• **The exercise**: Report each line of the records below that contains the word "framed", copying every such line in full.

• **Recorded data**:
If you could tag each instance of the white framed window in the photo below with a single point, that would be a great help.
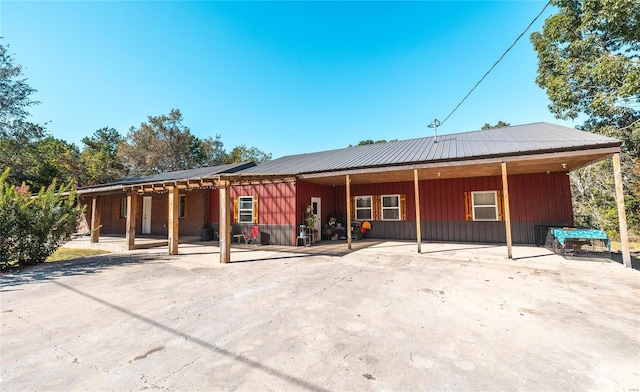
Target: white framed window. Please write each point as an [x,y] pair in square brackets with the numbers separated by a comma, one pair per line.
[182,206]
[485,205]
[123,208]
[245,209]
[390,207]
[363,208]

--

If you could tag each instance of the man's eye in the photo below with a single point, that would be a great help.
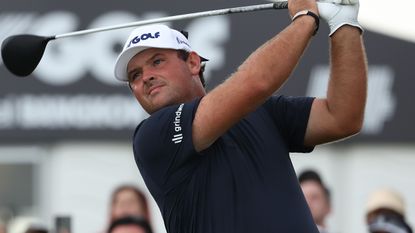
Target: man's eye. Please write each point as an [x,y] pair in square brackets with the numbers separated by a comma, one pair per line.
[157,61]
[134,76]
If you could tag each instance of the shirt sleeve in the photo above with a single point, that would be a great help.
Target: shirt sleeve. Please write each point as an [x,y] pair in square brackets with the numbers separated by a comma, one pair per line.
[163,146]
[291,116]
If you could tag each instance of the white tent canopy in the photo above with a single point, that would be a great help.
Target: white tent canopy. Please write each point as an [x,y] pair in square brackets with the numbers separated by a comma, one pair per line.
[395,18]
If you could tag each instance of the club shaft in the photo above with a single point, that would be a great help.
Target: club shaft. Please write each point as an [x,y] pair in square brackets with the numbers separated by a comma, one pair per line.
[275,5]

---

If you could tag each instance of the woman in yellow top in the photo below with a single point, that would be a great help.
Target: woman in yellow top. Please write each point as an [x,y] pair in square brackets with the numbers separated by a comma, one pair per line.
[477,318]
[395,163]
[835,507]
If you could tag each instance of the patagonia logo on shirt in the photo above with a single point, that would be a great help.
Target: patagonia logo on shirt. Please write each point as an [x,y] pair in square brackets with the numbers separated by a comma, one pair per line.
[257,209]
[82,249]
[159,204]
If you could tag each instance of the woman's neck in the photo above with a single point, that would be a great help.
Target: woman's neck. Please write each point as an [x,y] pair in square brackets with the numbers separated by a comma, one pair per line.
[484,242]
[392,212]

• **Written solution**:
If you could tag each instance of the white framed window in the photo below with a single point, that would be a great help.
Target: white framed window. Please write each point as an [x,y] pair in square brackets with the numbers separated by a comma, one pair per line.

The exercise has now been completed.